## [Direction]
Starting with the line that contains "Put a point on every instance of the white lane" and going on through the line that contains "<point>399,133</point>", write those lines out again and add 106 to each coordinate in the answer points. Leave the request lines and their sample points as they are.

[Point-based annotation data]

···

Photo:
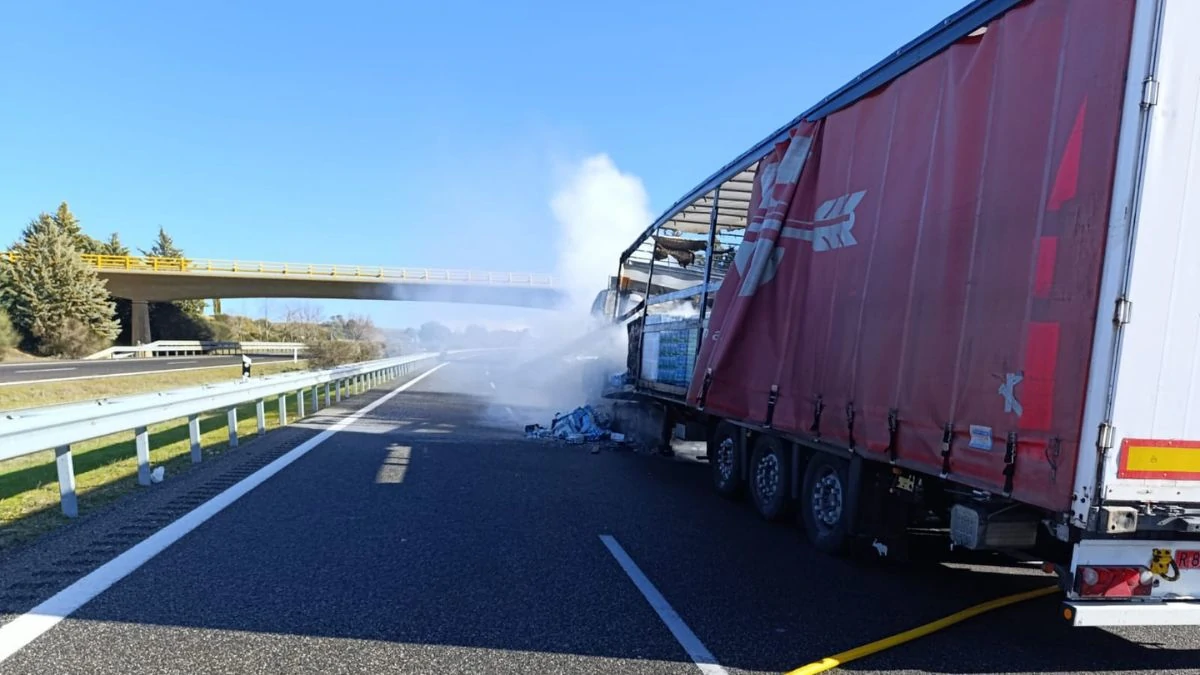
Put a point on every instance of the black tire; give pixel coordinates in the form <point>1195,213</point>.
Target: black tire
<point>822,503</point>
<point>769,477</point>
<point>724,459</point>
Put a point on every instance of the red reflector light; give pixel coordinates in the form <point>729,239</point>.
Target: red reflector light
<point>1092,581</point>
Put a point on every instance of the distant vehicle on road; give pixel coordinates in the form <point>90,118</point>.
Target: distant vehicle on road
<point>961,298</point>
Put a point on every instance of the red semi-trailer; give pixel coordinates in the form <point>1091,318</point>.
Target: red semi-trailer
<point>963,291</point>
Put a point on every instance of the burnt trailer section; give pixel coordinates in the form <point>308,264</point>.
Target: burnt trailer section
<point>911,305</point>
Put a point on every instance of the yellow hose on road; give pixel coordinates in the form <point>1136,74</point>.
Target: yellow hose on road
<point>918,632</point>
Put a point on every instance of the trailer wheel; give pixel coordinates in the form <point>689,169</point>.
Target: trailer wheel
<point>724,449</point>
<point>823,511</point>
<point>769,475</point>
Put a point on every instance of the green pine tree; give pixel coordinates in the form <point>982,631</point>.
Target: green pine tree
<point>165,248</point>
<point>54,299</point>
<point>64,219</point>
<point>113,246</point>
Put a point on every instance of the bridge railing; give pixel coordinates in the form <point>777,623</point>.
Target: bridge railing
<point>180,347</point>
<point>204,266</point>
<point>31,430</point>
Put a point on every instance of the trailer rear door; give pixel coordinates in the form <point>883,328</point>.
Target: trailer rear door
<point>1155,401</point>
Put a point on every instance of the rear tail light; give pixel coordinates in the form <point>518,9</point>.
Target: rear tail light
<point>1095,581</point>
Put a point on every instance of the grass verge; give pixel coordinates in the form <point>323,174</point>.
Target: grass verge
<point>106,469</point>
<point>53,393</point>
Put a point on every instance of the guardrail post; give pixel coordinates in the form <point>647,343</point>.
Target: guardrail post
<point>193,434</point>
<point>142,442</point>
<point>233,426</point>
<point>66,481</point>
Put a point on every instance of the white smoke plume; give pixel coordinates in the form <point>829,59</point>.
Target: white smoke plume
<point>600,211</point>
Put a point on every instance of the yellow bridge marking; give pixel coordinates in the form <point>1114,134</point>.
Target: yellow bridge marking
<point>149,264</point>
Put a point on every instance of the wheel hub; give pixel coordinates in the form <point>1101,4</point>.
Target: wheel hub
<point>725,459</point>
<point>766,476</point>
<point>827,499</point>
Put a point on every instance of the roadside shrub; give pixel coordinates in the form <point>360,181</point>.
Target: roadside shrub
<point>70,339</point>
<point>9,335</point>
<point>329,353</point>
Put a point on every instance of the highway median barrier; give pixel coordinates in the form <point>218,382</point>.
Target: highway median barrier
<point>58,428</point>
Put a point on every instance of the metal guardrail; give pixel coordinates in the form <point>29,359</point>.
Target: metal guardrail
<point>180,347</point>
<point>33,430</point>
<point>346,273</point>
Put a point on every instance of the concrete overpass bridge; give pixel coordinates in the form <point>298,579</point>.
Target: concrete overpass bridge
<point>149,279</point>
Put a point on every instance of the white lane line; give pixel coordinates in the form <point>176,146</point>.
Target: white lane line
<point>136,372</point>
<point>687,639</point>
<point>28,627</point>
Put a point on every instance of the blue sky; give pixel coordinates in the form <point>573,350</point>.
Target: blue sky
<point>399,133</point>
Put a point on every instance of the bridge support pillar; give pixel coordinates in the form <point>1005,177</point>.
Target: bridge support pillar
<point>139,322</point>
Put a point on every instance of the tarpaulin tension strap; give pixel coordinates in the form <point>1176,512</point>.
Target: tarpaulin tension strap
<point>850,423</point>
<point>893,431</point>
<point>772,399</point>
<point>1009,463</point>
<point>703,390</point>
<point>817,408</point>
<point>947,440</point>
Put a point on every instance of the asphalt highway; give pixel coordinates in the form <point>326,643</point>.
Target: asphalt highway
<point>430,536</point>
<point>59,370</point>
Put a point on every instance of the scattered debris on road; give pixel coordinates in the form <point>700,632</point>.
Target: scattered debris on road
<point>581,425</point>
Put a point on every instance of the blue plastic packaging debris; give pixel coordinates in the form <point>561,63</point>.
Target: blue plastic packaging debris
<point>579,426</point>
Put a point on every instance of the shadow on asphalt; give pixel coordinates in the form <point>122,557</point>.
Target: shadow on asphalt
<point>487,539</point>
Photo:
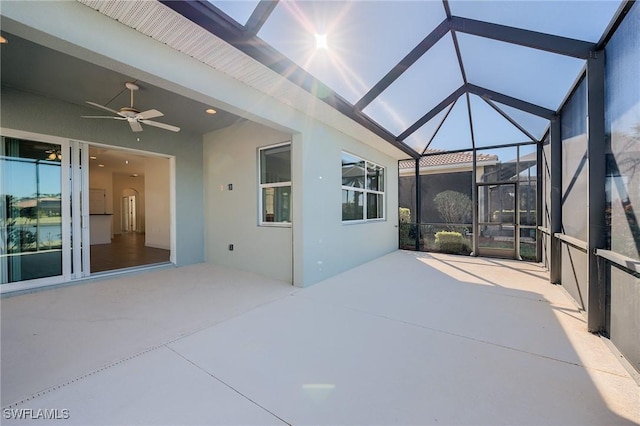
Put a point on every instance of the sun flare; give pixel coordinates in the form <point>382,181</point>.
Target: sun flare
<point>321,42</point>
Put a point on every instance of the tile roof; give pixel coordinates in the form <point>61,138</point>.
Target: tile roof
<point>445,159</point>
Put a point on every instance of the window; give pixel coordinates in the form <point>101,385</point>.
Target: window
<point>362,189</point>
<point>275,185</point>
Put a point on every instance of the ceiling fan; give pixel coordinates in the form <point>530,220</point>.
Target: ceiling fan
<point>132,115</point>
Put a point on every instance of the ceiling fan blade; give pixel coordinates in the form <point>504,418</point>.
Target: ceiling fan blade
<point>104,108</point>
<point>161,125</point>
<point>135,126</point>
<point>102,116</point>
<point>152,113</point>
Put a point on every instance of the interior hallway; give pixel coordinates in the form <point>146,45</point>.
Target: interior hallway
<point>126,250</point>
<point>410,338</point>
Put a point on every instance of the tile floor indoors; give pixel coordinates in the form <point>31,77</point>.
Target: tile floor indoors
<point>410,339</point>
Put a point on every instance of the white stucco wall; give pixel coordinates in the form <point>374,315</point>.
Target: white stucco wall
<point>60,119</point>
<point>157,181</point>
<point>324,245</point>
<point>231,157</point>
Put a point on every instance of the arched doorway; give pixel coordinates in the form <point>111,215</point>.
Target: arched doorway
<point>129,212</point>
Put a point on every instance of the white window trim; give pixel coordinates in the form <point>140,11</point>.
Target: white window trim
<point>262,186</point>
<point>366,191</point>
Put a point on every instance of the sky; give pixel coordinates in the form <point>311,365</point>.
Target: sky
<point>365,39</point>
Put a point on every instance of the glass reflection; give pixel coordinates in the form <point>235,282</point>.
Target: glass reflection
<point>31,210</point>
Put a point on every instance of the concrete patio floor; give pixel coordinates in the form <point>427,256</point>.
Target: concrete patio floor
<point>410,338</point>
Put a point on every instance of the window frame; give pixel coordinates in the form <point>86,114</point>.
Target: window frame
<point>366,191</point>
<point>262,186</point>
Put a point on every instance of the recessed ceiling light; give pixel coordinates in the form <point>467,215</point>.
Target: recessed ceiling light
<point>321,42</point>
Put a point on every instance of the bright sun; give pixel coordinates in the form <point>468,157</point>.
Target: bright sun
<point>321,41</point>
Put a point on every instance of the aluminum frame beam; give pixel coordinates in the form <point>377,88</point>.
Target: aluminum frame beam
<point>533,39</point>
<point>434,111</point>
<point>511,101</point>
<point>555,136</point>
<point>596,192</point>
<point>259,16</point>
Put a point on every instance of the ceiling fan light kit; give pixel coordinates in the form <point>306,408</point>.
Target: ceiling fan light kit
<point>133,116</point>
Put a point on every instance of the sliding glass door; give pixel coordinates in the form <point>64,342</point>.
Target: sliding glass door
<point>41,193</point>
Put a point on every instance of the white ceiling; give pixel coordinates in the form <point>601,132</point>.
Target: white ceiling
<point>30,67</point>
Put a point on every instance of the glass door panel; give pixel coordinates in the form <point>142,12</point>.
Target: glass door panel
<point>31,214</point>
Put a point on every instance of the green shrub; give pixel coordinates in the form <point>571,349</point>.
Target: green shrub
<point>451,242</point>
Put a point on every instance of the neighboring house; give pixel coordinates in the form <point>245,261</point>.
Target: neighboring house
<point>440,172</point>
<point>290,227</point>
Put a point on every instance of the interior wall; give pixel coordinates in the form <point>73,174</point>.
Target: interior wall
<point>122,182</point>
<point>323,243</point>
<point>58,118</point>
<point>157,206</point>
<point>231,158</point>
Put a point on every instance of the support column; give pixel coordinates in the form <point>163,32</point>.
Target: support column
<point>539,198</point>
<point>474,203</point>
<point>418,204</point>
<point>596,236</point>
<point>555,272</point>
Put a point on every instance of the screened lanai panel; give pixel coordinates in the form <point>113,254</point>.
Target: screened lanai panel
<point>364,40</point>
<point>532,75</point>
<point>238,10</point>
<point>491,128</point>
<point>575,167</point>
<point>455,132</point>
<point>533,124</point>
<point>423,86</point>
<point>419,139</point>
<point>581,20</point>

···

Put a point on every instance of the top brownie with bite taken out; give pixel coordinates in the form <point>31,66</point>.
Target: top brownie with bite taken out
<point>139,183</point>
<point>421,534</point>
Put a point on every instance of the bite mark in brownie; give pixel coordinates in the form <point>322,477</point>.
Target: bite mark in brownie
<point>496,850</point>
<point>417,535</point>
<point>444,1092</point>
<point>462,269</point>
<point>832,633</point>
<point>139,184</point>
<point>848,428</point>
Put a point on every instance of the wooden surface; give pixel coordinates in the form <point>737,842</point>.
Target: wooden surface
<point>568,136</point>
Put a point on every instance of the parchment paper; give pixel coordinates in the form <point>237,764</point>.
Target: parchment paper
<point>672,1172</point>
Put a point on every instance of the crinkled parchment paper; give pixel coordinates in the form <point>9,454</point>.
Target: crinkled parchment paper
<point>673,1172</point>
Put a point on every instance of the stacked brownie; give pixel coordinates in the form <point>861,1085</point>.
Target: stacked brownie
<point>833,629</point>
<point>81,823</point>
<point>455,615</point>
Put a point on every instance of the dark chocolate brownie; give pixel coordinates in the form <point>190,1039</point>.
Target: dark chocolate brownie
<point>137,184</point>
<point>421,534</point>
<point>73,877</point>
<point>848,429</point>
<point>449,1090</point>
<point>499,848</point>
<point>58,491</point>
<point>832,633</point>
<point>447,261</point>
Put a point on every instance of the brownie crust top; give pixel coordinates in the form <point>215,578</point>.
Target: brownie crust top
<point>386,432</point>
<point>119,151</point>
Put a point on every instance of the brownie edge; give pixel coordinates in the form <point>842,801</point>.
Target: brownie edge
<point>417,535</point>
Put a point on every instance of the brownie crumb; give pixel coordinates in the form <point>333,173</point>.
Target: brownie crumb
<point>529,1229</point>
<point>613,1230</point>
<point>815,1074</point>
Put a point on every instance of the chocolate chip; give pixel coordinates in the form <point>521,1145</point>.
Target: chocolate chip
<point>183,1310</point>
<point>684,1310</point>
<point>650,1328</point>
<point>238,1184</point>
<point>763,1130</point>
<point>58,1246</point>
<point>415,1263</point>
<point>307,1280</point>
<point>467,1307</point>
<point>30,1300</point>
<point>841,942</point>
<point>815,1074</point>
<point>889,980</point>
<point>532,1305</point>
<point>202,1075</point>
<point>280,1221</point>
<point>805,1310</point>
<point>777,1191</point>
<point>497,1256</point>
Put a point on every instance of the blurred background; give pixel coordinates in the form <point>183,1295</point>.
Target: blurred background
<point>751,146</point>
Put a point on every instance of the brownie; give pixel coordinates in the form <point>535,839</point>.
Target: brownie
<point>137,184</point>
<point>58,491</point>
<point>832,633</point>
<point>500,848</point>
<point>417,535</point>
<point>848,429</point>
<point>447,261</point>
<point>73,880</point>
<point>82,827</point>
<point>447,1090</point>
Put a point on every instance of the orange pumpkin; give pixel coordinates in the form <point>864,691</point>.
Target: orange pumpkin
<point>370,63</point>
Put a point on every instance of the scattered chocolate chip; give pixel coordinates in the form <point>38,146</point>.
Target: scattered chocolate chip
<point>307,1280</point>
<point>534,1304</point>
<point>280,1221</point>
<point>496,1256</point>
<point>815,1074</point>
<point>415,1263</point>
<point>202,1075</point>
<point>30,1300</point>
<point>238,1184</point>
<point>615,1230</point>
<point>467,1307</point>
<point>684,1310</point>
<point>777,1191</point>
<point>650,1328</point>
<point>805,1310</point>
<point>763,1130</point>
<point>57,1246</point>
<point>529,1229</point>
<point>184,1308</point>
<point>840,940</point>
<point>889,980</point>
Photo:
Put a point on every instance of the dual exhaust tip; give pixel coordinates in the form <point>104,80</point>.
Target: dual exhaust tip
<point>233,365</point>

···

## [Solution below]
Put a point on every instance of the white lane line; give pixel coordinates in the form <point>176,146</point>.
Target: white lane line
<point>242,478</point>
<point>793,745</point>
<point>134,733</point>
Put a point on every instance of the blue sky; give pixel coordinates in the form <point>573,350</point>.
Target: blue sky
<point>505,239</point>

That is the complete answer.